*** Input records Section Begins ***
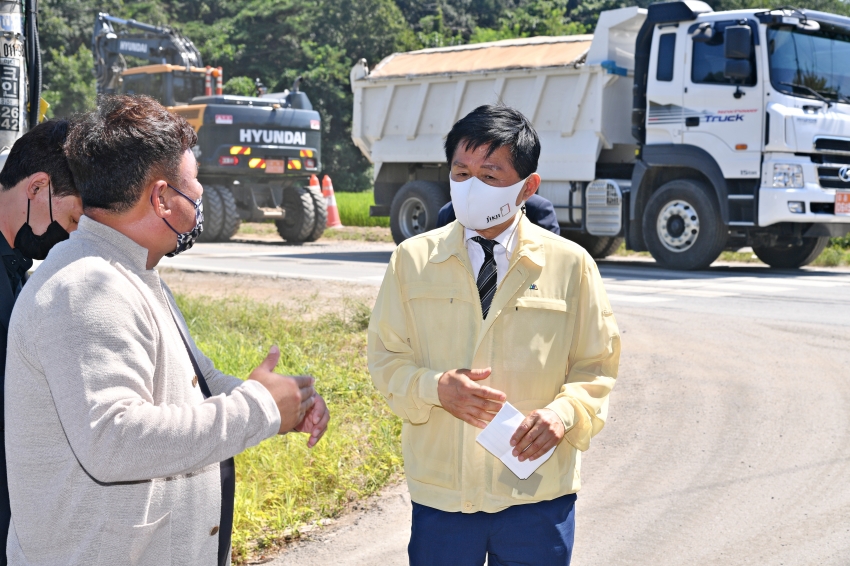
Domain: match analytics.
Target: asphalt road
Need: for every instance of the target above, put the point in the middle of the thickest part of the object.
(728, 440)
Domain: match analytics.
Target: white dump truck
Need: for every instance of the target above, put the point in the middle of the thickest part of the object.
(683, 130)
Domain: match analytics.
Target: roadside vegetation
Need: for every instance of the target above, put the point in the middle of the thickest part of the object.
(836, 255)
(281, 485)
(276, 41)
(354, 210)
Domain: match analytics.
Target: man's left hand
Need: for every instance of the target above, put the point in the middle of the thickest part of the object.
(315, 422)
(540, 431)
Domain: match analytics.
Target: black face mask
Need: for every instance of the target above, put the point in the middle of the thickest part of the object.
(36, 247)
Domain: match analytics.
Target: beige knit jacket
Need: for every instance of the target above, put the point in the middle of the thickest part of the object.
(112, 450)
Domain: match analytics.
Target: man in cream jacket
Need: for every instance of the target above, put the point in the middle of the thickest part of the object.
(485, 310)
(114, 454)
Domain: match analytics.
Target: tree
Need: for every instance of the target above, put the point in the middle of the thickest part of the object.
(69, 84)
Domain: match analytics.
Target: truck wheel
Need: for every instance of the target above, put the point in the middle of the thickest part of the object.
(597, 246)
(300, 217)
(791, 257)
(682, 225)
(320, 209)
(231, 221)
(213, 215)
(415, 207)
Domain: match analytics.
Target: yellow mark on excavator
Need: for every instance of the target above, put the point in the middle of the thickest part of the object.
(193, 114)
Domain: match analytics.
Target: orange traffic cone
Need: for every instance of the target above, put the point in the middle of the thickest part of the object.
(330, 200)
*** Input records Section Ends ***
Above are the records; repeat their lines from the first through the line containing "Target: man's left hand", and leave out each picture.

Domain: match analytics.
Target: asphalt road
Need: for every instance of the target above, put the point in the middle of the thickest part of the object.
(728, 440)
Domain: match analytics.
Target: white dump truck
Need: for every instance of the target above, put the point in the middle of the thickest part of the object.
(683, 130)
Domain: match analytics.
Target: roadside vegetation
Need: for every instance of the target above, put the point in the middle of the thickest part of the object.
(836, 255)
(281, 485)
(276, 41)
(354, 210)
Domain: match analytics.
Target: man's left hand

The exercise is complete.